*Extrait du document*:
Mais l’intolérance à autrui suppose un pas de plus par rapport à l’expérience de cette étrangeté, de cette intrusion dans notre monde ; elle suppose la mauvaise foi : nous justifions notre rejet de l’autre, en accusant  l’individu, un groupe d’individus ou un ensemble d’actes.
Au contraire la tolérance difficile – rappelons que tolérance vient du latin tolere, supporter - à accueillir positivement cette étrangeté.
Entre tolérer l’autre et le reconnaître ou le respecter, il y a un pas. La tolérance suppose d’être bien disposé envers ce qui est différent et étrange ; le respect suppose d’approuver, de donner une valeur à l’autre pour lui-même, à ses actes ou à ses attitudes.
La tolérance suffit-elle ? Deux positions apparemment antithétiques se retrouvent dans les débats contemporains en philosophie politique entre républicains et libéraux.
Selon la première perspective, la tolérance est insuffisante : elle permet certes une négociation, un accommodement entre les différences mais, sans respect, la tolérance équivaut à l’indifférence, et risque de renforcer les différences. Il lui faut donc un supplément qui permette d’intégrer les différences, de viser un bien commun, soit un respect commun pour des valeurs communes.
Selon la seconde, la pluralité des visions du bien est irréductible. Dans ces conditions, si l’on peut exiger la tolérance, on ne peut exiger le respect. Demander à chacun l’adhésion à des valeurs communes risque d’entretenir précisément une intolérance réciproque là où la tolérance instaure une digue entre l’autre et moi, un espace sans valeurs qui rende possible la coexistence des valeurs entre elles.

*Données sources*:
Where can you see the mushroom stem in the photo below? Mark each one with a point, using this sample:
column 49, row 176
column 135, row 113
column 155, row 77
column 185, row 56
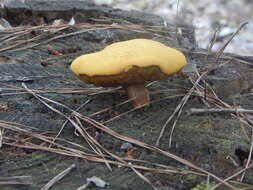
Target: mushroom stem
column 138, row 93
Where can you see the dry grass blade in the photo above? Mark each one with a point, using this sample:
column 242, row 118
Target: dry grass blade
column 16, row 180
column 134, row 141
column 150, row 147
column 58, row 177
column 229, row 40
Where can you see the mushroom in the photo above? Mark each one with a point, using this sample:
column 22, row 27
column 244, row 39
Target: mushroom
column 129, row 64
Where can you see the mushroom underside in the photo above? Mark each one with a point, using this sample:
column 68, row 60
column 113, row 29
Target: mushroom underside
column 133, row 81
column 134, row 75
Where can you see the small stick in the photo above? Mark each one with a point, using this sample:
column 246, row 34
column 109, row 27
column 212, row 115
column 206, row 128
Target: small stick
column 220, row 110
column 58, row 177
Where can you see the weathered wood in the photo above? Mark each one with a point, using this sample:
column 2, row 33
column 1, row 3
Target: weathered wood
column 204, row 140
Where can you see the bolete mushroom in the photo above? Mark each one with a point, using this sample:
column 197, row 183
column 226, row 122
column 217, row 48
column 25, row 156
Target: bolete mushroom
column 129, row 64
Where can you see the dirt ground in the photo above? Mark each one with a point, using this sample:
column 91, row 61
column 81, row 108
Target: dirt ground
column 39, row 94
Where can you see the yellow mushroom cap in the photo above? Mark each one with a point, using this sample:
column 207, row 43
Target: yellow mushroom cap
column 132, row 61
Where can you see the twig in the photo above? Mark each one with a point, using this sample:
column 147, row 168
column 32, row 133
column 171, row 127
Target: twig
column 229, row 40
column 249, row 157
column 58, row 177
column 220, row 110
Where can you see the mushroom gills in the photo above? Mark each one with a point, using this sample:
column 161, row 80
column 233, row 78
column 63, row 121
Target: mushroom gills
column 138, row 93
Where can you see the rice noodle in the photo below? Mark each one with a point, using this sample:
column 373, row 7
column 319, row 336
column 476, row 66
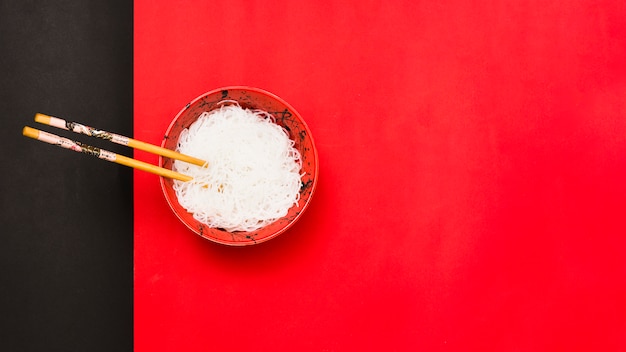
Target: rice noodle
column 253, row 173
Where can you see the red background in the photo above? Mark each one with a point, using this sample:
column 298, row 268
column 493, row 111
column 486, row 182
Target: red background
column 472, row 190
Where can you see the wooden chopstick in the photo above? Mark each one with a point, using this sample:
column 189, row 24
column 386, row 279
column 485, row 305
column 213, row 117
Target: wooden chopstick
column 115, row 138
column 101, row 153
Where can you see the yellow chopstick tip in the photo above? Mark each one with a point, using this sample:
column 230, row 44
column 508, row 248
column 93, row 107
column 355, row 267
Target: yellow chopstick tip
column 30, row 132
column 41, row 118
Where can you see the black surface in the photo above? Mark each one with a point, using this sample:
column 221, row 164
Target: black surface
column 66, row 251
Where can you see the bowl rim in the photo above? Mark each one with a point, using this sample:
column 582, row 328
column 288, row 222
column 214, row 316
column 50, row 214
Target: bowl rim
column 313, row 149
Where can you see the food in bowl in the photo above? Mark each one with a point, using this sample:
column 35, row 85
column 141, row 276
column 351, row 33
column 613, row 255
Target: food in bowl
column 291, row 123
column 252, row 176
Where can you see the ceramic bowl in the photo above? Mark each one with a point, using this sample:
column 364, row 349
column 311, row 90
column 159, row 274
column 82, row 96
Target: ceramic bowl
column 287, row 117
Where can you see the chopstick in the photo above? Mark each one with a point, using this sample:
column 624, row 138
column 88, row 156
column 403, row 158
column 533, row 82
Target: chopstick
column 115, row 138
column 101, row 153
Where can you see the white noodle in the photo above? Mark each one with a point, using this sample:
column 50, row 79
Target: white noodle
column 253, row 174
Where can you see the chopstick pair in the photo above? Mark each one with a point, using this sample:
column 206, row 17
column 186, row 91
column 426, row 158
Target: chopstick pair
column 105, row 154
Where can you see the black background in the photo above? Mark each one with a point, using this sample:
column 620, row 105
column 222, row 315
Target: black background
column 67, row 223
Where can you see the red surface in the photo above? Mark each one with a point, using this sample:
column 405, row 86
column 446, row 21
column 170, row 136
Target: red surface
column 472, row 191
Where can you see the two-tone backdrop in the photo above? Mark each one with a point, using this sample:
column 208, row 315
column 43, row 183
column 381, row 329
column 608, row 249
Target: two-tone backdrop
column 471, row 192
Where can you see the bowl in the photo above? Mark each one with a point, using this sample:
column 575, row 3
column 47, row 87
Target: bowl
column 285, row 116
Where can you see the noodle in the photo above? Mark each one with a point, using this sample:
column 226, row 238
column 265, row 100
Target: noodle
column 253, row 173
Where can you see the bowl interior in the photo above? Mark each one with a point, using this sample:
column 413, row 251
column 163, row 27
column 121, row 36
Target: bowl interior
column 286, row 116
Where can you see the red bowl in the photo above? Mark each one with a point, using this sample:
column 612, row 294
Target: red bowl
column 287, row 117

*Travail à faire*:
A. Dans le texte sur la tolérance, à quoi la tolérance équivaut-elle sans respect, selon la première perspective ?
B. Prolongez le texte sur la tolérance au-delà de sa dernière phrase.

*Corrigé détaillé*:
A. À l'indifférence.

B.
Ainsi formulées, ces deux positions présupposent de façon contestable une relation d’intensité entre tolérance et respect : le respect serait davantage que la tolérance. Mais on peut penser tolérance et respect comme deux processus indépendants et complémentaires. La tolérance suppose d’envisager et d’accepter la relativité des frontières de notre vision du monde ; le respect implique d’approfondir notre propre vision du bien. La tolérance est un élargissement là où le respect est un approfondissement.
Une autre façon de comprendre la question est de se demander si la tolérance n’est pas suffisante au sens où elle prétendrait suffire pour régler les rapports humains. Ce qui nous semble contestable, pour une raison simple : il est de nombreuses situations où tolérer est simplement impossible.
Cette impossibilité peut venir de l’intolérable. On ne peut exiger de la tolérance, de la compréhension, de l’adaptation face à l’intolérable dans toute situation à moins d’accepter un relativisme moral. Pour autant, et là est toute la difficulté, les seuils de tolérance diffèrent selon les époques et les personnes et on ne pourra pas trouver un seuil universel du tolérable. Il est du reste illusoire de penser que nous avons le choix entre la tolérance et l’intolérance ; nous avons toujours le choix entre deux tolérances en conflit ou entre deux intolérances en conflit. Tolérer certains comportements revient souvent à ne pas en tolérer d’autres. Tolérer sans bornes tout ce qui se dit et se fait (notamment les actes d’intolérance), c’est tolérer aussi des offenses, et donc des intolérances. C’est vider la tolérance de sa substance morale.
L’impossibilité à tolérer peut aussi venir du positionnement de subordination ou de soumission dans lequel nous nous trouvons de devoir accepter ce qu’on nous propose. Pour le patient hospitalisé d’urgence, pour la personne en précarité, ou pour le subordonné hiérarchique, il est impossible de dire : « je ne le tolère pas ou je ne le tolère plus ».